Instructions to follow → Type out every line below exactly as it reads.

Supplied data →

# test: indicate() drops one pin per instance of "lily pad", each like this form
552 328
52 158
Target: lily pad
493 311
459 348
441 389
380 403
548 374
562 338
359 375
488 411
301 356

Reply →
# test: indicate() drops one pin per instance of "lily pad", each like this form
552 328
52 158
Target: lily pad
493 311
459 348
441 389
380 403
548 374
562 338
359 375
488 411
301 356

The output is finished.